» WHAT IS NEEDED
Nothing should appear in the answer except the line containing "Target: dark trousers of standing person" and the lines following it through the end of the listing, each given exactly.

──────── SOURCE MATERIAL

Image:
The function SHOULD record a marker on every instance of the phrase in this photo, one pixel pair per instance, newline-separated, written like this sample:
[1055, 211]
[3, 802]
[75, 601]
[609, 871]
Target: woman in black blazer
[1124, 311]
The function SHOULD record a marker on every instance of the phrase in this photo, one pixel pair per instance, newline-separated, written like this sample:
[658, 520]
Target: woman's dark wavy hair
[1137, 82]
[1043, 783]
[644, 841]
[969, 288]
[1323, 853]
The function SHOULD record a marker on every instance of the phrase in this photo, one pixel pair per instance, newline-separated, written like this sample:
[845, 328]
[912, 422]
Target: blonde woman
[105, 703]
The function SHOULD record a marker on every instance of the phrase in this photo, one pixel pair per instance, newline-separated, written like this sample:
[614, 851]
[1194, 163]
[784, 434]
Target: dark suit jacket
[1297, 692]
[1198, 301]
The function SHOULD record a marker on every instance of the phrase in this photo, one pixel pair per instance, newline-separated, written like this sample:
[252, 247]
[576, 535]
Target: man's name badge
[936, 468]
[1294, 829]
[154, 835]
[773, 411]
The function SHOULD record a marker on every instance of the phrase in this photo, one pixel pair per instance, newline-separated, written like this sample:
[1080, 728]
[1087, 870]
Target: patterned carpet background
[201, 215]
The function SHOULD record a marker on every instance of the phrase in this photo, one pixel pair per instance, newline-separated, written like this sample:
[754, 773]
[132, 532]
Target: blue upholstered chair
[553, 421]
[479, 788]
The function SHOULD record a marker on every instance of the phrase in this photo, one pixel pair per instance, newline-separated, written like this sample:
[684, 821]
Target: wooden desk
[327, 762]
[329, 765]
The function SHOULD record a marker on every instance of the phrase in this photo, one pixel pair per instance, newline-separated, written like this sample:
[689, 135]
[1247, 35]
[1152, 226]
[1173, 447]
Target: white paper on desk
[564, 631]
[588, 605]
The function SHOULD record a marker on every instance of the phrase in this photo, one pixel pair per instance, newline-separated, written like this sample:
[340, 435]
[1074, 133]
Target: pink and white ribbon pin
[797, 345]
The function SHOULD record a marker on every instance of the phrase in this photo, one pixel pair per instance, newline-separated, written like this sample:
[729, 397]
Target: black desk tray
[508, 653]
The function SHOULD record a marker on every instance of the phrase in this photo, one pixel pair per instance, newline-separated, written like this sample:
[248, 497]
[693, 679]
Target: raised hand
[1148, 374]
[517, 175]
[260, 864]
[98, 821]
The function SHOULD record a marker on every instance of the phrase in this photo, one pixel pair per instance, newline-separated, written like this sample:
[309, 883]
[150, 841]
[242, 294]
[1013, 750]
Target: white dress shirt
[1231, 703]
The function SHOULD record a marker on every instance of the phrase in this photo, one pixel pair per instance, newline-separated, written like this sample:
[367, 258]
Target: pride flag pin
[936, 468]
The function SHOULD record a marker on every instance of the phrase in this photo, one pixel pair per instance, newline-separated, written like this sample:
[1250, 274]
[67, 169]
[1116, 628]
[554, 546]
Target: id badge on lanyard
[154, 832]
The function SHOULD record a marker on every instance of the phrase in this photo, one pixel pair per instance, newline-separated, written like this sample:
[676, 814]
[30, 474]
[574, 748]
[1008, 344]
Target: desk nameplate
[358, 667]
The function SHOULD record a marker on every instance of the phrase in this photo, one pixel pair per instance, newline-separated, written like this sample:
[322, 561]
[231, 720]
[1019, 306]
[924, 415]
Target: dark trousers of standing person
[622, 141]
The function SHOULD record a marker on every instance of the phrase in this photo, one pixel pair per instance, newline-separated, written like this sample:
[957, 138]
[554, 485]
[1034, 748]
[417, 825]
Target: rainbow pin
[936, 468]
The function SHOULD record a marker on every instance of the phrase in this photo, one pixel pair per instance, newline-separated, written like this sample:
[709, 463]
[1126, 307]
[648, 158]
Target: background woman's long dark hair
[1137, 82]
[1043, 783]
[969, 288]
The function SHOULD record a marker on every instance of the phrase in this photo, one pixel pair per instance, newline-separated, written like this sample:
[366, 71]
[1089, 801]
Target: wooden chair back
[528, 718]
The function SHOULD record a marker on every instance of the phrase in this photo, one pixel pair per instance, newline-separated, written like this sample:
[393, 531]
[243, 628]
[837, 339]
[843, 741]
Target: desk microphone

────────────────

» EXERCISE RESULT
Target: dark trousers of standing person
[622, 141]
The function SHOULD record a marker on every instance of the phrase in this photo, one pixel pair per instance, newline-separated, written like this sample:
[957, 138]
[554, 485]
[1034, 748]
[417, 825]
Target: rainbow pin
[936, 468]
The function SHOULD record a marker on every instance of the phrase in this photo, one pixel pair per instance, newline-separated, written like this sample:
[709, 463]
[1126, 307]
[648, 158]
Target: background woman's long dark hair
[1137, 82]
[1043, 783]
[969, 288]
The function SHOULD record a marker on every instance of the phrase in this photo, one pixel pair per instance, newline-separated, written like this sample:
[366, 71]
[1089, 801]
Target: wooden chair back
[528, 718]
The function SHOULD record a marker on every instance of the phrase in this photo, one pixel pair per instance, newline-separated, written like this sample:
[393, 531]
[243, 628]
[837, 339]
[843, 741]
Target: desk microphone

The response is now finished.